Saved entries

———

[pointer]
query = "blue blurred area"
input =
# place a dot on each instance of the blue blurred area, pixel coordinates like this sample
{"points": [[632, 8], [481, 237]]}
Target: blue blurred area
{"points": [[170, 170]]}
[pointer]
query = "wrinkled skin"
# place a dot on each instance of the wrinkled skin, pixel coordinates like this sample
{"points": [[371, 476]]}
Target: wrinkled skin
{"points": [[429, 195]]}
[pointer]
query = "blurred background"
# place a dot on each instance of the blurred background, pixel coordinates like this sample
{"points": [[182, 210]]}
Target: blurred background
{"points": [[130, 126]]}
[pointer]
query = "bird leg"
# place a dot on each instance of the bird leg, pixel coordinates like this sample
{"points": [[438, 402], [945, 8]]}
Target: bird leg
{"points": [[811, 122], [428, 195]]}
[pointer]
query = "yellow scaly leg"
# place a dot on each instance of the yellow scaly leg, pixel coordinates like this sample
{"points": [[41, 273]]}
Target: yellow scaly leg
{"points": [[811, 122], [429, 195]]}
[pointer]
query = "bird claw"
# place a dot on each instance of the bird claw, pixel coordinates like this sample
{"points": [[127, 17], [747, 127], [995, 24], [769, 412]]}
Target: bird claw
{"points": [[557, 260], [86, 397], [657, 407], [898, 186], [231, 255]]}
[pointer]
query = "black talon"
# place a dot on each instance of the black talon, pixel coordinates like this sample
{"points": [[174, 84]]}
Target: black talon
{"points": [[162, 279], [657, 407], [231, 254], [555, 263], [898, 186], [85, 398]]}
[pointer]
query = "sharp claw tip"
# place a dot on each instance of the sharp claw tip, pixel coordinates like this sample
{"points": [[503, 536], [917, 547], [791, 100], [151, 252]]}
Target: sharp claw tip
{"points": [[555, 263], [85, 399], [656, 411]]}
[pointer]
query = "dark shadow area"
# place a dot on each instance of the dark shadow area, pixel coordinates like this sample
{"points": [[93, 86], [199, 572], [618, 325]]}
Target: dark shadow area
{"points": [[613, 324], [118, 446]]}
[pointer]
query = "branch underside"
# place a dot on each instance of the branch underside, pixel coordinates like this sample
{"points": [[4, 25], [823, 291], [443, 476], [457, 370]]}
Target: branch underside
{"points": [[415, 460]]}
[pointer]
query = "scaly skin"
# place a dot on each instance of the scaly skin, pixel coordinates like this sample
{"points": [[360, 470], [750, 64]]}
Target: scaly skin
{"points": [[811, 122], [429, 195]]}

———

The problem
Copy all the records above precisely.

Written response
[pointer]
query = "blue blurred area"
input =
# place a dot on each instance of the blue blurred area, pixel coordinates like this sample
{"points": [[632, 8], [481, 237]]}
Target: blue blurred area
{"points": [[170, 170]]}
[pointer]
query = "wrinkled skin"
# place a dot on each instance of the wrinkled skin, pixel coordinates like this sample
{"points": [[371, 476]]}
Target: wrinkled skin
{"points": [[429, 195]]}
[pointer]
query = "blurred background"
# place a dot on each instance of the blurred background, pixel coordinates like this sample
{"points": [[182, 210]]}
Target: blurred background
{"points": [[130, 126]]}
[pointer]
query = "bird leg"
# place a dot on each instance of the bird leg, pixel coordinates like this sample
{"points": [[438, 402], [945, 8]]}
Target: bird leg
{"points": [[811, 122], [428, 195]]}
[pointer]
query = "yellow scaly leg"
# place a dot on each instance of the yellow scaly leg, pixel coordinates like this sample
{"points": [[41, 273]]}
Target: yellow scaly leg
{"points": [[811, 122], [429, 195]]}
[pointer]
query = "bird claw"
# place a dot on each instance of the bird claw, pixel coordinates like this sample
{"points": [[127, 17], [747, 127], [995, 24], [769, 412]]}
Target: bird claw
{"points": [[557, 260], [86, 397], [657, 407], [898, 186], [231, 255]]}
[pointer]
query = "black talon"
# place a dot on each instance of the black talon, pixel coordinates like this sample
{"points": [[174, 84]]}
Target: black talon
{"points": [[162, 279], [657, 407], [231, 254], [555, 263], [898, 186], [85, 398]]}
[pointer]
query = "sharp claw tip"
# place a dot on each instance of the sharp claw tip, pixel coordinates like this sample
{"points": [[503, 536], [917, 547], [791, 100], [151, 252]]}
Target: sharp claw tip
{"points": [[555, 263], [85, 399], [656, 411]]}
[pointer]
query = "dark shadow area"
# place a dot on each instance of the dark shadow area, pixel coordinates like this sample
{"points": [[93, 86], [199, 572], [618, 325]]}
Target: dark shadow area
{"points": [[613, 324], [118, 446]]}
[pointer]
query = "branch underside"
# place a dot on each instance of the branch underside, pixel coordinates like this sample
{"points": [[4, 25], [823, 291], [443, 476], [457, 370]]}
Target: branch underside
{"points": [[415, 460]]}
[pointer]
query = "scaly skin"
# place a dot on each instance of the scaly skin, pixel coordinates like this sample
{"points": [[360, 470], [750, 64]]}
Target: scaly skin
{"points": [[811, 122], [429, 195]]}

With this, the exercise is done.